## begin

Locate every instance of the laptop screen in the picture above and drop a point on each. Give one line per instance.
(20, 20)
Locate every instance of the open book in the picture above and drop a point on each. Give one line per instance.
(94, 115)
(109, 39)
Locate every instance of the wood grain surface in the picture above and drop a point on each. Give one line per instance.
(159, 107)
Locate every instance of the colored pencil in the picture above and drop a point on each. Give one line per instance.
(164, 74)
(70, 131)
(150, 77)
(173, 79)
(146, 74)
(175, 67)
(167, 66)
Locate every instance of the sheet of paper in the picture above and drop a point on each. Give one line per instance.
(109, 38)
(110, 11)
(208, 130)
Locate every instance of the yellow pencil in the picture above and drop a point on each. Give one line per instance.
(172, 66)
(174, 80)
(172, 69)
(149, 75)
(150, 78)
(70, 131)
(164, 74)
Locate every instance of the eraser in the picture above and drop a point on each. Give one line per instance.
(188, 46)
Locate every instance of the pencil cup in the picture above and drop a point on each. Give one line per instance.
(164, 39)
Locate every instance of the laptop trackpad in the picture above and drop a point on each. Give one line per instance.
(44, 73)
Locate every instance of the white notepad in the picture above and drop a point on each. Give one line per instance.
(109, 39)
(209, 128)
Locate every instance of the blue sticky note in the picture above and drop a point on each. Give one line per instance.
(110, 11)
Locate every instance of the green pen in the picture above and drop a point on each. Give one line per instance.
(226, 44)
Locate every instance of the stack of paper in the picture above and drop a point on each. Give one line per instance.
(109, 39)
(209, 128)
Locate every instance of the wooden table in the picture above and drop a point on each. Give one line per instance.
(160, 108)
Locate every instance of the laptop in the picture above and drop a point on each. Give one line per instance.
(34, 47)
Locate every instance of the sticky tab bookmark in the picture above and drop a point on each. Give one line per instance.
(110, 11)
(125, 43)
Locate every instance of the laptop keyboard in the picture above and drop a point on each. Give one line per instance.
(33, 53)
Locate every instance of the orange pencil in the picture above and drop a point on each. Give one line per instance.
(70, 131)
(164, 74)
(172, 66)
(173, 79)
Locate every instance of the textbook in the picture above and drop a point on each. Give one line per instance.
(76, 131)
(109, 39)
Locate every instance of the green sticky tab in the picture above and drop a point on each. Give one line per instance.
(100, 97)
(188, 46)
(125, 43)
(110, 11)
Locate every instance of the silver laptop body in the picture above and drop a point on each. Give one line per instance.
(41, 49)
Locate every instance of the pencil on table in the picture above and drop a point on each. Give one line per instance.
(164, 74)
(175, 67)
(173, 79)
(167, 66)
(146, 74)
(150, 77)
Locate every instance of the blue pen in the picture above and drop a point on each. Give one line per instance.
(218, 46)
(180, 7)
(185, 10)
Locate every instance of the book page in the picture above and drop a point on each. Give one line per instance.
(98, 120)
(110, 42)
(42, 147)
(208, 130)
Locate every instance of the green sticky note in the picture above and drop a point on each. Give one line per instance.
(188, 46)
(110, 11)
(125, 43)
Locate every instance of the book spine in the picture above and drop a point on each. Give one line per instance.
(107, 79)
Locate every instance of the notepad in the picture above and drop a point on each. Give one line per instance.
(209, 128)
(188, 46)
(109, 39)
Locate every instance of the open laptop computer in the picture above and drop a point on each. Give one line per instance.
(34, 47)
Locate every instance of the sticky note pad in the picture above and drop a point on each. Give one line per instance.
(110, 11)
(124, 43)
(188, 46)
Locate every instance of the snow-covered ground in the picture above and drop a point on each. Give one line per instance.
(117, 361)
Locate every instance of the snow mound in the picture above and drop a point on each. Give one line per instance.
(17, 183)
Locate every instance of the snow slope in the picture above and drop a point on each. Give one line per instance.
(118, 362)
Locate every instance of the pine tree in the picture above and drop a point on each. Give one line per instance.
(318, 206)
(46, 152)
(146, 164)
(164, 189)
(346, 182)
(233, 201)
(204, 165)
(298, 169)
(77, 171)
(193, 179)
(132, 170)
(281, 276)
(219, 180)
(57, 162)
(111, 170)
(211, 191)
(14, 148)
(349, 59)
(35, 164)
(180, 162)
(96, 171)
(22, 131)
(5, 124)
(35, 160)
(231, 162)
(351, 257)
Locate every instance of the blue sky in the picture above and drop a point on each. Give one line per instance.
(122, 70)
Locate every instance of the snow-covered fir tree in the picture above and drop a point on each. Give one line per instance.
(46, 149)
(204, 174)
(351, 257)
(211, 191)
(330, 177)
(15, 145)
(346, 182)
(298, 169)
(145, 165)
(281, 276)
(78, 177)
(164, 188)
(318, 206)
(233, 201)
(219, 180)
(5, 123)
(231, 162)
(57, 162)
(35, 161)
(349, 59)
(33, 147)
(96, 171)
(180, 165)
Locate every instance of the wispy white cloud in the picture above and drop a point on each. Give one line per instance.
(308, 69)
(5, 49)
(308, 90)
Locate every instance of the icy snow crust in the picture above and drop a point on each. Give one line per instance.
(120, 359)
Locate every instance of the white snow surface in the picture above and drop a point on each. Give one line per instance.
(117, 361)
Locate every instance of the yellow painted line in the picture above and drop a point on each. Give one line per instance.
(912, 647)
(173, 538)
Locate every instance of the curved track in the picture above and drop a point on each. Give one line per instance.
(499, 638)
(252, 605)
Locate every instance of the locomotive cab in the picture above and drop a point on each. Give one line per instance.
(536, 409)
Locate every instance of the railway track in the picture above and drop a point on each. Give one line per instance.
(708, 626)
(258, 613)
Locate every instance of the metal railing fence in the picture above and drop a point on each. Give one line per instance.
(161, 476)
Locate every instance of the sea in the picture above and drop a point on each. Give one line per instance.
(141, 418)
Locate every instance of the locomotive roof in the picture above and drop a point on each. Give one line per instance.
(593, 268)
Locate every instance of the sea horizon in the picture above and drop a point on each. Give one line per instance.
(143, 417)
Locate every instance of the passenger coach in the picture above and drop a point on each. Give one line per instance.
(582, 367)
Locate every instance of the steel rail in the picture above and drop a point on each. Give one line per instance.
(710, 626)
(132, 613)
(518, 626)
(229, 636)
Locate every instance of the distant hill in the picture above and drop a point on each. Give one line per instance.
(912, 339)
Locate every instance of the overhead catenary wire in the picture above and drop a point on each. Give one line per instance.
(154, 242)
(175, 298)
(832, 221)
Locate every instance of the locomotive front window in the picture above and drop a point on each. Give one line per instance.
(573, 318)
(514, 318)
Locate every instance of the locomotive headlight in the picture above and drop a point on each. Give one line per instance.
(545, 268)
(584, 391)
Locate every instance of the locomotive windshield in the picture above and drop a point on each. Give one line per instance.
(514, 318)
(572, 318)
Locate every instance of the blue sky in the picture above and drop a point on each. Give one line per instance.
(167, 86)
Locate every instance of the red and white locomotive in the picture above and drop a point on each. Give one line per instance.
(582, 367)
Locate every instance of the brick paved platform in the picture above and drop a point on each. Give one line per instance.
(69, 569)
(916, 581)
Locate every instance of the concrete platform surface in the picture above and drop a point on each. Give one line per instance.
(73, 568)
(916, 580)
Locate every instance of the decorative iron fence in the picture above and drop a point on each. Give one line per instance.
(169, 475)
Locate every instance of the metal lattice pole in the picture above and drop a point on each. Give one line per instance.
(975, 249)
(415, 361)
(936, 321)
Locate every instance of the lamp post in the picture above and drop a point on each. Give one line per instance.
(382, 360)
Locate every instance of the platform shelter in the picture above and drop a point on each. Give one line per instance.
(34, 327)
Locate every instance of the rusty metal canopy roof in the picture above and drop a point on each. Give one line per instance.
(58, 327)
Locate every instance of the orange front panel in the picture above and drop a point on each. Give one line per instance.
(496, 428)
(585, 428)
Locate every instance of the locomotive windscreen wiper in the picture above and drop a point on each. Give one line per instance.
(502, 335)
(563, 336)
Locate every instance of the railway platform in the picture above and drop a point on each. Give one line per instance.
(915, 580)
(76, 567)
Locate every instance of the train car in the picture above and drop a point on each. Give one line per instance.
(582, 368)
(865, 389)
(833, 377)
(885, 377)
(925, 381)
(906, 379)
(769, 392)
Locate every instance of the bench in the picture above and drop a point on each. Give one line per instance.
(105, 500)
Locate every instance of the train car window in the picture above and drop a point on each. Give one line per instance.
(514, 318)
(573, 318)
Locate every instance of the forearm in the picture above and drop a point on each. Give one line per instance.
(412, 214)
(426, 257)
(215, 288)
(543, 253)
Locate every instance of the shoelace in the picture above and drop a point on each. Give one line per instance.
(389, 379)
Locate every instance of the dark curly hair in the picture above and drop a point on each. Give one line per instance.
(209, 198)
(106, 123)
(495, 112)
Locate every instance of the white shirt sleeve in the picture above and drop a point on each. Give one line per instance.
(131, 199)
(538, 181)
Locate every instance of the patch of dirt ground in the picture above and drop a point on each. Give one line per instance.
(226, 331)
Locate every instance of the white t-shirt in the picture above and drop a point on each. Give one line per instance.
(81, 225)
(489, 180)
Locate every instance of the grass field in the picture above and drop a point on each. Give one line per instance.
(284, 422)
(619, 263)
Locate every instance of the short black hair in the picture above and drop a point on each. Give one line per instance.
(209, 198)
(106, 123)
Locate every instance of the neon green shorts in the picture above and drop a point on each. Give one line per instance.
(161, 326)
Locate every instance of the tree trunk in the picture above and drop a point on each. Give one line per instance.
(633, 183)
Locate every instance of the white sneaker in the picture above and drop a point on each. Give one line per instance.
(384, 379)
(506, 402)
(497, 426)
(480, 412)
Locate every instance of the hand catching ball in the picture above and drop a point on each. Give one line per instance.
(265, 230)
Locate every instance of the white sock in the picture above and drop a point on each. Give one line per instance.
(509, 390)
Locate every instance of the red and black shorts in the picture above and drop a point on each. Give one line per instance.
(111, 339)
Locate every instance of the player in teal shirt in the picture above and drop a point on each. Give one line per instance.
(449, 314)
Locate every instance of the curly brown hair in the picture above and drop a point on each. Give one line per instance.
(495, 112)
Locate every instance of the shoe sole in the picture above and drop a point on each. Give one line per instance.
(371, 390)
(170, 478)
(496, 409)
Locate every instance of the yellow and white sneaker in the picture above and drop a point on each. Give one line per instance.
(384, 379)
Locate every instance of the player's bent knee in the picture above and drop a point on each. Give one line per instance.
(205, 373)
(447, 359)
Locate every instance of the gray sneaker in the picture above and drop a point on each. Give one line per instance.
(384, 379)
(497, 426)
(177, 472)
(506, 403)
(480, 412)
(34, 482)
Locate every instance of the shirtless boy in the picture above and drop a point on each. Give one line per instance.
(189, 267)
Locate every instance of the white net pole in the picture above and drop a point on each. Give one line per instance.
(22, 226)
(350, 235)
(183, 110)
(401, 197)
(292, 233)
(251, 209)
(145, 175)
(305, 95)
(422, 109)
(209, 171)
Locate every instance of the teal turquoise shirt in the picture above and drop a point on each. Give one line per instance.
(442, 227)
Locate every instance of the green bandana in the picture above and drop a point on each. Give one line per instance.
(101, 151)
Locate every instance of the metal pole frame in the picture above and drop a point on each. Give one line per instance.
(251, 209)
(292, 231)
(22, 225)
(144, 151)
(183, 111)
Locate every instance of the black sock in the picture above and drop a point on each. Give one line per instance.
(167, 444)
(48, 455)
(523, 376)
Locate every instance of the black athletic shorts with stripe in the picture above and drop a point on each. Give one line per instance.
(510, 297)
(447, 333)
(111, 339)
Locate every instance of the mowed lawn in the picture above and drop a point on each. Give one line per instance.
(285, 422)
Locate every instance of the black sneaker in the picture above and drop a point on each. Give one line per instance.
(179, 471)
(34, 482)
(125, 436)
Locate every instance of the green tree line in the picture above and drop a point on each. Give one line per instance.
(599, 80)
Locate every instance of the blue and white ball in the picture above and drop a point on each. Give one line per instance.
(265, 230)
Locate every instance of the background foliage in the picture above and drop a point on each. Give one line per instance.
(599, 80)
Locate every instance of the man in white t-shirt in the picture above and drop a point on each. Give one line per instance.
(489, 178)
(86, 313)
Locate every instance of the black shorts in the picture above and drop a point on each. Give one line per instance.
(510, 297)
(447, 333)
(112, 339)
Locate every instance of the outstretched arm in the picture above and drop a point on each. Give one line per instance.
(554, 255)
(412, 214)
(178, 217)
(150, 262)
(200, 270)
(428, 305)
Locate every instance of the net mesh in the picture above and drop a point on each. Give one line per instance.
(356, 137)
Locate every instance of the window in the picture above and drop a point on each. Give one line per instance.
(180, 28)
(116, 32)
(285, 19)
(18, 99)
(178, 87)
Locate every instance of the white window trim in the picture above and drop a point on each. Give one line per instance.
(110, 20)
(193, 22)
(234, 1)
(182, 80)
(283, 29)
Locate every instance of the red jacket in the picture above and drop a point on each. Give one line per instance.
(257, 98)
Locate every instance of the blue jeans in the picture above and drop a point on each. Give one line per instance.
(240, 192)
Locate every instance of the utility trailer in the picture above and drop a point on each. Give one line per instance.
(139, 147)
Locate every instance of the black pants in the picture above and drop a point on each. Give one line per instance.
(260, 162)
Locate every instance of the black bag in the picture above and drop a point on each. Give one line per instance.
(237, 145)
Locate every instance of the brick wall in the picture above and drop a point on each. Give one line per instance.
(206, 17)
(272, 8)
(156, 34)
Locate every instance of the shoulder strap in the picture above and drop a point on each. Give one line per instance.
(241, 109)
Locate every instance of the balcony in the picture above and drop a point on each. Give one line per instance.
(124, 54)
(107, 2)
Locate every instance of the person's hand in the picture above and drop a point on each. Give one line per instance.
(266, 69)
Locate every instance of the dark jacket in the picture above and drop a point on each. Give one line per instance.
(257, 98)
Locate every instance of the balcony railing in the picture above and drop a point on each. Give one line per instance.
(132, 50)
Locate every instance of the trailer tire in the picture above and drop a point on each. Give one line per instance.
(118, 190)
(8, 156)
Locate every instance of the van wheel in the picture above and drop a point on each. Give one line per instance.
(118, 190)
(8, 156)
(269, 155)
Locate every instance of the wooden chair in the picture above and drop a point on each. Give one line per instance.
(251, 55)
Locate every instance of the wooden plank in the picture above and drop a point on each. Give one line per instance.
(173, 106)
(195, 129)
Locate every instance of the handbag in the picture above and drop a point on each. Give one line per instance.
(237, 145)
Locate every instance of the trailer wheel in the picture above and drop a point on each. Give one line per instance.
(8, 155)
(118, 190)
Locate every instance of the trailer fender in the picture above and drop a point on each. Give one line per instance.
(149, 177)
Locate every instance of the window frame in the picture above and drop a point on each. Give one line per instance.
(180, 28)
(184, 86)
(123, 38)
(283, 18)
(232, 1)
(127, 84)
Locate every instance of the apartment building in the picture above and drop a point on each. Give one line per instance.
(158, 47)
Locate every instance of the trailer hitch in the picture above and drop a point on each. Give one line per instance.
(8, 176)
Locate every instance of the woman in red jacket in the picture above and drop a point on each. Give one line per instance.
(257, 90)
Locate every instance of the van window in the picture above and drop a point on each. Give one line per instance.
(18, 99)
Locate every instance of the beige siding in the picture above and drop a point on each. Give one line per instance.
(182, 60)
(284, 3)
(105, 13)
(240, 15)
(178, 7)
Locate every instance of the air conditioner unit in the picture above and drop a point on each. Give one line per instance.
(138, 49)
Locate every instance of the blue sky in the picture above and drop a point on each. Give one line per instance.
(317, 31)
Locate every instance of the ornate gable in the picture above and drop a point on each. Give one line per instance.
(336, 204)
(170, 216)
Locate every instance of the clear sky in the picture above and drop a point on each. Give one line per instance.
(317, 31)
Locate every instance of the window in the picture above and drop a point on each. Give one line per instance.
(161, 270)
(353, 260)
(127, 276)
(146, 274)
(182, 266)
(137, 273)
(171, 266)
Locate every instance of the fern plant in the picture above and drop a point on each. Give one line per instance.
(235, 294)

## end

STATED EXERCISE: Write out once more the lines above beginning at the line with "Locate every instance of the window frame"; continue through the final line and stop there.

SOLUTION TO THIS EXERCISE:
Locate every instance of the window frame in the picture above and drop a point on each. Give one line per instance.
(180, 28)
(184, 86)
(123, 38)
(283, 18)
(232, 1)
(127, 84)
Locate every instance of the apartment building in the picture above and drop a point on each. Give one line per instance.
(158, 47)
Locate every instance of the trailer hitch in the picture above and drop a point on each. Give one line per instance.
(8, 176)
Locate every instance of the woman in red jacket in the picture above and drop a point on each. Give one line per instance.
(257, 90)
Locate every instance of the van window in the picture above and drop a point on each. Give one line per instance.
(18, 99)
Locate every instance of the beige siding in the picture above and drop a point on each. Give one line per instance.
(182, 60)
(284, 3)
(105, 13)
(240, 15)
(178, 7)
Locate every instance of the air conditioner unit in the picture above and drop a point on each. Give one line per instance.
(138, 49)
Locate every instance of the blue sky in the picture above and drop a point on each. Give one line per instance.
(317, 31)
Locate every instance of the ornate gable in the picture above and drop a point on each. Give one line per instance.
(336, 204)
(170, 216)
Locate every instance of the clear sky in the picture above and drop a point on each. Give one line per instance.
(317, 31)
Locate every instance of the window in the picture above and drop a point on each. Give one line per instance.
(161, 270)
(353, 260)
(127, 276)
(146, 274)
(182, 266)
(137, 273)
(171, 266)
Locate every instance of the fern plant in the picture above and drop a point on each. Give one line per instance.
(235, 294)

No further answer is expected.